Your answer should reproduce every line of the material in which the word "yellow" occurs.
--*--
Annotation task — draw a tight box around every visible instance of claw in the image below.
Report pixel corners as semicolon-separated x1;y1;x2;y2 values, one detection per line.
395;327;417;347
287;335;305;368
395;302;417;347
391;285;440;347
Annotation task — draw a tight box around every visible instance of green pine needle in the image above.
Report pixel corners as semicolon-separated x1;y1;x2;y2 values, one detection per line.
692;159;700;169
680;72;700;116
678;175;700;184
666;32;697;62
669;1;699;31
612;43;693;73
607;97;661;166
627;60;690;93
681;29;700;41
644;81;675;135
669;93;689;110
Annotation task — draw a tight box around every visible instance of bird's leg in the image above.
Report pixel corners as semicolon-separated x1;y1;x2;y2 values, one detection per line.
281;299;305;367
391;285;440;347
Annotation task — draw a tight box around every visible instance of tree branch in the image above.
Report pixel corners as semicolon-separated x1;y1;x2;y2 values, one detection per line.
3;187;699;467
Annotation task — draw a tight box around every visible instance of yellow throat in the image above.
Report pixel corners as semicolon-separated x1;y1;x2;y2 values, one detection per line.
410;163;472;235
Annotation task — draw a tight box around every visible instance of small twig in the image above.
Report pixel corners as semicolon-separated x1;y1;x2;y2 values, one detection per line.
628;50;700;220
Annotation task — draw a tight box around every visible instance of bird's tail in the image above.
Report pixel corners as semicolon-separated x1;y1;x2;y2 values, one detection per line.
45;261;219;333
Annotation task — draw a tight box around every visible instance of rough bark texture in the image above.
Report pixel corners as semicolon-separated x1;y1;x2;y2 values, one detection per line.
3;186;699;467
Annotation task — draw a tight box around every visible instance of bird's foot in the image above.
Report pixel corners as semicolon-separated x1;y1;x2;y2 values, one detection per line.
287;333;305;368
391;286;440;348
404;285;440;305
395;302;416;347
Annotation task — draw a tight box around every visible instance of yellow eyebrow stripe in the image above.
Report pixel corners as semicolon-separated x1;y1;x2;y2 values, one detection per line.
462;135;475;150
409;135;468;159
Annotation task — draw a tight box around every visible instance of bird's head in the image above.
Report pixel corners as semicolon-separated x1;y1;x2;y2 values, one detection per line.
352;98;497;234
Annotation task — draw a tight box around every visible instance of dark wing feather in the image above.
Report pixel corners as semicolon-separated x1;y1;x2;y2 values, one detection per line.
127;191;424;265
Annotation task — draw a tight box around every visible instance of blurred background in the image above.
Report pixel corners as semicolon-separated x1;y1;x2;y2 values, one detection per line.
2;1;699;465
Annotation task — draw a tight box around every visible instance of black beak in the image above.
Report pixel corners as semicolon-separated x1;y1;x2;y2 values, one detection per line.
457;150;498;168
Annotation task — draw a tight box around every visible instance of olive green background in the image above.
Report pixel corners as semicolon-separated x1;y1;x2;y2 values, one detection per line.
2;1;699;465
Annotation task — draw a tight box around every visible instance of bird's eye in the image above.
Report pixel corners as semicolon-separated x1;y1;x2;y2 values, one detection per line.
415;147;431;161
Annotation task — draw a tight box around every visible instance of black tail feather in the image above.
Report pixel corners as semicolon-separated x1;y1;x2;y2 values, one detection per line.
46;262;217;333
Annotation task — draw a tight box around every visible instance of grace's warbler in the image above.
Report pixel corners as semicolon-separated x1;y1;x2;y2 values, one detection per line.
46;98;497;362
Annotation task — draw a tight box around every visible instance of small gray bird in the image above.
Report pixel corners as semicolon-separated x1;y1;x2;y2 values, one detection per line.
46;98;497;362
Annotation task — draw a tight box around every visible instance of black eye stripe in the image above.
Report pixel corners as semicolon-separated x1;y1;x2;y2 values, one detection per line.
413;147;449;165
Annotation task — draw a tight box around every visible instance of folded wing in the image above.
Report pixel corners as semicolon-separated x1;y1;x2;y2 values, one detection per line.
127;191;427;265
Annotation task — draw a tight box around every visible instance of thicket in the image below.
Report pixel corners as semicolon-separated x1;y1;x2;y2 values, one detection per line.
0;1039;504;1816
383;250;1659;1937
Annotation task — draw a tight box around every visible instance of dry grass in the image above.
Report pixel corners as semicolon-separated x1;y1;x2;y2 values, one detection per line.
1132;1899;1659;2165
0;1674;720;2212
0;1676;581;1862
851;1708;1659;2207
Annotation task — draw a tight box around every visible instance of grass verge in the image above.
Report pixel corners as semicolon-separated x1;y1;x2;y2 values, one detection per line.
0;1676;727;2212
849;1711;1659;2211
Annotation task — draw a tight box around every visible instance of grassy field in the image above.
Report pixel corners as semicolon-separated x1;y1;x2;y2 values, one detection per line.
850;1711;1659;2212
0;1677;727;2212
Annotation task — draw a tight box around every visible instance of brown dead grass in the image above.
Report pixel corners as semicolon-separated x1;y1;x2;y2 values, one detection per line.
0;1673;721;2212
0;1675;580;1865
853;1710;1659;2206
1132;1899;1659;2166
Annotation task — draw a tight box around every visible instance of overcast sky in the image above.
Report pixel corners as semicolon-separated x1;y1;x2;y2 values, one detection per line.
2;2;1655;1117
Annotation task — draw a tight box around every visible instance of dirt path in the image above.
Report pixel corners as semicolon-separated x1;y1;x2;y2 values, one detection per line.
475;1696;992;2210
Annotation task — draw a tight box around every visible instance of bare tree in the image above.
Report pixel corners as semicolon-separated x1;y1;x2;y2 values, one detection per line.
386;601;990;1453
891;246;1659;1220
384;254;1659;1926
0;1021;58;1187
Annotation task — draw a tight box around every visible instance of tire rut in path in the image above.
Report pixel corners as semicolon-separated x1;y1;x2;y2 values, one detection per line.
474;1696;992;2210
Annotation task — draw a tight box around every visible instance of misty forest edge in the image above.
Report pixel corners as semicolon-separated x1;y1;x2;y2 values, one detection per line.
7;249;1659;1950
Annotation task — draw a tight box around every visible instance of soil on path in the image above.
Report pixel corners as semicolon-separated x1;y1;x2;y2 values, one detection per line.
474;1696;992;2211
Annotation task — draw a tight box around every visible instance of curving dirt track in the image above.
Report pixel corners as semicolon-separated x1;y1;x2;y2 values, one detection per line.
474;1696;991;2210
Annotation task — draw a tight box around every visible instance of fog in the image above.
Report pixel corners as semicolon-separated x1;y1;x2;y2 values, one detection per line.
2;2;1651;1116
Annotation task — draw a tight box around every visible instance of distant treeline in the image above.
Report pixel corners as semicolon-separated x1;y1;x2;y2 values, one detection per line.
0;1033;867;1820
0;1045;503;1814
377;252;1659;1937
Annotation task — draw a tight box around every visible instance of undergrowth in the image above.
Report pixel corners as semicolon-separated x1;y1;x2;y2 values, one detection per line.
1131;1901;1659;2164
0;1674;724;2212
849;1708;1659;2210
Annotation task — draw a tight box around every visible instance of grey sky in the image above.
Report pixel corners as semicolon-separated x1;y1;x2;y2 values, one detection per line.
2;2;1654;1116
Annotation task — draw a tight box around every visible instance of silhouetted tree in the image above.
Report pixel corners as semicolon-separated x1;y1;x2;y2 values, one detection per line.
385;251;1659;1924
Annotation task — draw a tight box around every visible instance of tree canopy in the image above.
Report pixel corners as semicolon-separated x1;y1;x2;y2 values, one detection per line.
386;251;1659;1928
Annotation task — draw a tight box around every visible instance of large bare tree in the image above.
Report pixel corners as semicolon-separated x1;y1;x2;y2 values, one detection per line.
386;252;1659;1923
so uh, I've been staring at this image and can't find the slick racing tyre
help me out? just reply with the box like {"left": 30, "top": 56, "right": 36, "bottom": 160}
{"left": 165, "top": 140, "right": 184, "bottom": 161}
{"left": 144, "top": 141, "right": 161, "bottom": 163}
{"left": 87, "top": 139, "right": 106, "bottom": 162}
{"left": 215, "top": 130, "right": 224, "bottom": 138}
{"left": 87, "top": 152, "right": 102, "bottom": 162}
--*--
OUTPUT OF THE EXERCISE =>
Annotation task — draw a tight box around every visible instance of yellow throat in the image above.
Annotation task — draw a tight box around every visible instance of yellow eyebrow stripe in the image above.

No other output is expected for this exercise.